Problem to work on
Beginning at the line that contains "on the roadside", reproduce every line to the end of the material without changing any of them.
##### Exercise material
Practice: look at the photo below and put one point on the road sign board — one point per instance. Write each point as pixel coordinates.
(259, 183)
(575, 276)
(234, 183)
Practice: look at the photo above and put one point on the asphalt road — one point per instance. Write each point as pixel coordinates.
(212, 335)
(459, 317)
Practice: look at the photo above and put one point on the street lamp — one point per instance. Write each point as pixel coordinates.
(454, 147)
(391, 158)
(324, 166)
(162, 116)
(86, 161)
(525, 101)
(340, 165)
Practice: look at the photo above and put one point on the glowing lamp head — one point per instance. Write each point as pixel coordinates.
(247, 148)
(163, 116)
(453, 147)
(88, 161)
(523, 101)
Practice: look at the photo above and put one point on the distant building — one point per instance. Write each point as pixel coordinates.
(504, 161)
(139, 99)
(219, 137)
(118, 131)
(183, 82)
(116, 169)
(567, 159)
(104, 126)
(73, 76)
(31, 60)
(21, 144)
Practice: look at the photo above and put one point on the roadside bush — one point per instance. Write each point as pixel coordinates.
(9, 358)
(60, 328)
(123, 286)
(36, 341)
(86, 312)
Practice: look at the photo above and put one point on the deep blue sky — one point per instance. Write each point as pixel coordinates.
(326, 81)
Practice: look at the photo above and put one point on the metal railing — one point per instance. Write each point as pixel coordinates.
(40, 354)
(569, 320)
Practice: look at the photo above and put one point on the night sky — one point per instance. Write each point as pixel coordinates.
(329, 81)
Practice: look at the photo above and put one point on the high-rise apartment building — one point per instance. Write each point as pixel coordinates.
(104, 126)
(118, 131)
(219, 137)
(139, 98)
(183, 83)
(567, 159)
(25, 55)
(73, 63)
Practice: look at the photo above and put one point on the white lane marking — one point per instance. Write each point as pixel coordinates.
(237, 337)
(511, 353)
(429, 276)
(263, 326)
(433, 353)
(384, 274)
##########
Answer
Practice: look at the photo above and put one point on the roadside bush — one point per instance. Write each point as pixel coordinates.
(9, 358)
(60, 328)
(123, 286)
(36, 341)
(86, 312)
Practice: look at the photo above and put one point on the deep blue sky — one point per instance. Write each point as pixel coordinates.
(326, 81)
Practice: look at the photo above and put one point on the metal railing — one point per instance. Write each point as pixel coordinates.
(40, 354)
(569, 320)
Practice: look at the photo above and put one point on the night sky — one point per instance. Write each point as pixel coordinates.
(329, 81)
Practice: look at the photo above and put one point on the high-rise apartment building — one point per instance. Write each point as pixel coordinates.
(104, 126)
(118, 131)
(219, 137)
(139, 98)
(183, 83)
(567, 159)
(25, 55)
(73, 63)
Practice: look at the photo above and put one point on the white lane marking — one point per instance. Write each point as pixel coordinates.
(237, 337)
(511, 353)
(429, 276)
(263, 326)
(433, 353)
(384, 274)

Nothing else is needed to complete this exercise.